Post by Parasamgate »

I'm a baby buddhist so I'm posting this so others can let me know where I have gone wrong, but it seems to me after reading this thread and Progressive Stages Of Meditation On Emptiness that the positions are some what like this:

Sravaka Practitioner: "Investigate! Can you identify any lasting, independent, separate self anywhere? Can it be found in your body? Can it be found in your mind? Is it found in both? Neither? If you can't find it after an exhaustive search, then why do you have such a strong feeling it exists?"

Cittamatra Practitioner building on Sravaka: "If you can't identify a lasting, independent, separate self can you at least find a clear line between this feeling of a lasting, independent, separate, self and everything "other"? What is "other" in your dreams? What is the difference between your dreams and waking life? If there is no "other" in your dreams and no clear difference between your dreams and waking life, then where is the clear line between this feeling of a lasting, independent, separate, self and everything "other"?

Svantantrika Practitioner building on Cittamatra: "When you suffer in a dream because of the "other", why does this suffering feel real to the dreamer even though the "other" is not real or empty? When you awaken from the dream - either inside the dream or outside the dream - does the suffering go away? What does 'awaken from the dream' mean? Is it not just directly perceiving the "other" of the dream as not real or empty? Similarly, if we directly perceive the emptiness of the "other" and the emptiness of the "self" of our samsaric existence won't our suffering go away? Isn't everything ultimately empty?"

§ Required task A:
Check the three statements against the forum post above. For each one, say yes or no and quote the exact words from the post that settle it.
(i) The poster describes themselves as an experienced Buddhist.
(ii) The Cittamatra practitioner is presented as building on the Sravaka position.
(iii) The Svantantrika practitioner asks what 'awaken from the dream' means.

§ Available data:
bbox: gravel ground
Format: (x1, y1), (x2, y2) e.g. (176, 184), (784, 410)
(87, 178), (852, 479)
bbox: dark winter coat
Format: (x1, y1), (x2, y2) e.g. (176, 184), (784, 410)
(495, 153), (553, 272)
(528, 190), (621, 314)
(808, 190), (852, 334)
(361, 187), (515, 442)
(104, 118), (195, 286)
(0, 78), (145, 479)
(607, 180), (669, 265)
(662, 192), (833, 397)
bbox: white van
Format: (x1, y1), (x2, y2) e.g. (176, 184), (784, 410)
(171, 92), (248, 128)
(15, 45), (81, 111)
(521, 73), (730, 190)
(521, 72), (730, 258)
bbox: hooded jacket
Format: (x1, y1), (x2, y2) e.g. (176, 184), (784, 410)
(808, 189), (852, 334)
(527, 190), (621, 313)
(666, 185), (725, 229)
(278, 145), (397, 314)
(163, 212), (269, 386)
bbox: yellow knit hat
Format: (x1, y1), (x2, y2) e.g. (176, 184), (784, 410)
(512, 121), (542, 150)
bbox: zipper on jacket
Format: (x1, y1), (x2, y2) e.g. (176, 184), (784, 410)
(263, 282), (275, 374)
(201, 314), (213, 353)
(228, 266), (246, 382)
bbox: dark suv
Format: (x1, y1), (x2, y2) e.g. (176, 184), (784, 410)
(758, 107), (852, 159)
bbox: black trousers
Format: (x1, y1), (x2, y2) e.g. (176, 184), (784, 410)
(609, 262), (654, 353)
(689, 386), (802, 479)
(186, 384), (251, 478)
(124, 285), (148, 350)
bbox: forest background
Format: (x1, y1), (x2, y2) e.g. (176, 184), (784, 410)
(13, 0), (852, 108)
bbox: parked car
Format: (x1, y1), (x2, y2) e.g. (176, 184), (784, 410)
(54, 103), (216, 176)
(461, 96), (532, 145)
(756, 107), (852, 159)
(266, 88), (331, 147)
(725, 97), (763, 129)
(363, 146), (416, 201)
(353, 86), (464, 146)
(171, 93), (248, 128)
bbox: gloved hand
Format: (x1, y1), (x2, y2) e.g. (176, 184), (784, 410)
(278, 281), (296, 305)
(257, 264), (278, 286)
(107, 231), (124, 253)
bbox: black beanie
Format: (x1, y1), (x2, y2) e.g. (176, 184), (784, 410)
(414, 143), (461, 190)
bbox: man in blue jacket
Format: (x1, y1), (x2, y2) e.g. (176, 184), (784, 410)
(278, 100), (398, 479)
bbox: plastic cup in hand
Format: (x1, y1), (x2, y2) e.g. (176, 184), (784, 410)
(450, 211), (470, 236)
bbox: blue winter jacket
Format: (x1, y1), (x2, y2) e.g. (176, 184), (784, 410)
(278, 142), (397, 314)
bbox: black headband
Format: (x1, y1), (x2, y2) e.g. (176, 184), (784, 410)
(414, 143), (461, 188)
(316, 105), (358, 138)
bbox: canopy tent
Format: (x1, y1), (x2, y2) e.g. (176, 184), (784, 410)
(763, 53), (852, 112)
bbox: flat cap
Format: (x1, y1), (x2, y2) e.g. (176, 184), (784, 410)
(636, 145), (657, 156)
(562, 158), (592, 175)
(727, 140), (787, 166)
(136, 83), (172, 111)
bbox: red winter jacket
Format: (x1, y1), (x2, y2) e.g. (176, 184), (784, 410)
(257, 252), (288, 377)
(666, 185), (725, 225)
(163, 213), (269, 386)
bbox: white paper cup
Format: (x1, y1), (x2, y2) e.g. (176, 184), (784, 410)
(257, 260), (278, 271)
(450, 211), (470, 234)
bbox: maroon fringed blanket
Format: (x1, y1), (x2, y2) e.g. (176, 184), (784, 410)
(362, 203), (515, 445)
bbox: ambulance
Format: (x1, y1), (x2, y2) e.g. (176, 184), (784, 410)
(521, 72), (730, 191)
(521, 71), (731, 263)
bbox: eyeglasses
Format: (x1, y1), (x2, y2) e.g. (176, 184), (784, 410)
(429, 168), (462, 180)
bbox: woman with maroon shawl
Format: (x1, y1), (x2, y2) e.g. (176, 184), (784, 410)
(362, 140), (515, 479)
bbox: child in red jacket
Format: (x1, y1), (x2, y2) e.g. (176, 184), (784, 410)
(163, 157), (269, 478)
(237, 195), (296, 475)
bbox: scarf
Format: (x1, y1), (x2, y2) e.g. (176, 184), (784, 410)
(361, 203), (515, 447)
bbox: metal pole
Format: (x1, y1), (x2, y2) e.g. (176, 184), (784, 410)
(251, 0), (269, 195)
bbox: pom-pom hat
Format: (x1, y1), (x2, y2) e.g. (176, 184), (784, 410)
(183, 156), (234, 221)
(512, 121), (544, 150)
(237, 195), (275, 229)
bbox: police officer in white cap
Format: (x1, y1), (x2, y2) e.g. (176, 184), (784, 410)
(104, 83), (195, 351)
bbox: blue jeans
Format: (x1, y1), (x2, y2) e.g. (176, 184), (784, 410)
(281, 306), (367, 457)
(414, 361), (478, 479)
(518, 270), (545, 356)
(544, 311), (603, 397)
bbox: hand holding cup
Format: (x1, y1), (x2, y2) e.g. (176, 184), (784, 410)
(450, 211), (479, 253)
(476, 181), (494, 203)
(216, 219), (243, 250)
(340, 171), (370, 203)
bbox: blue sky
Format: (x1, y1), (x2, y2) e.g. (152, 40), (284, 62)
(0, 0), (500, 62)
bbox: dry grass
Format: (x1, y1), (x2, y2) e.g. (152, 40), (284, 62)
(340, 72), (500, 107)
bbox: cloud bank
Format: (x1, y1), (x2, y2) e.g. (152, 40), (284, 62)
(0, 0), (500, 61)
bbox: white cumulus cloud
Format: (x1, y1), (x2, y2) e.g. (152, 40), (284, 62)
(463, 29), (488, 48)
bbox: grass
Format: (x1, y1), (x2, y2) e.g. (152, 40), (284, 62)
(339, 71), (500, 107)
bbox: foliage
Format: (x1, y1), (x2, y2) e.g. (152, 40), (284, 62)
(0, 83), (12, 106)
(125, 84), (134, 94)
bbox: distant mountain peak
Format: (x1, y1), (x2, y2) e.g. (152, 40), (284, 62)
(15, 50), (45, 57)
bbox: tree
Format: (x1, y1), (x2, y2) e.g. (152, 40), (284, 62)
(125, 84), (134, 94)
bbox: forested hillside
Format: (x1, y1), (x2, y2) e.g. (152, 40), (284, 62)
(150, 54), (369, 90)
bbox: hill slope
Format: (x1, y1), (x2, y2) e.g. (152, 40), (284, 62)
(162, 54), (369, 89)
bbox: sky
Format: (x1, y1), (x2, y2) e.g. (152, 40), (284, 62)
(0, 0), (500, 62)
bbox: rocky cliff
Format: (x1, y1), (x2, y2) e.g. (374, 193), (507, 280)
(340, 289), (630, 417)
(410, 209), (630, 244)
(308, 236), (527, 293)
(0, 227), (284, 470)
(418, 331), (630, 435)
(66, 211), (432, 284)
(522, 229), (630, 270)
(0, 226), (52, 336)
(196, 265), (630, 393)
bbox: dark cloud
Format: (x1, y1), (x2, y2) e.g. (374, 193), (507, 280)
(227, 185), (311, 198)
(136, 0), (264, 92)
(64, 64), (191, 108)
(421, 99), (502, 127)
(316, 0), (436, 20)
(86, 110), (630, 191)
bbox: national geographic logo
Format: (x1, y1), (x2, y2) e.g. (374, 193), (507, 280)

§ Required task B:
Pick out every line of the entries that contains the string "hand", and copy each of those lines in full.

§ Expected answer A:
(i) No: "I'm a baby buddhist"
(ii) Yes: "Cittamatra Practitioner building on Sravaka"
(iii) Yes: "What does 'awaken from the dream' mean?"

§ Expected answer B:
bbox: gloved hand
bbox: plastic cup in hand
bbox: hand holding cup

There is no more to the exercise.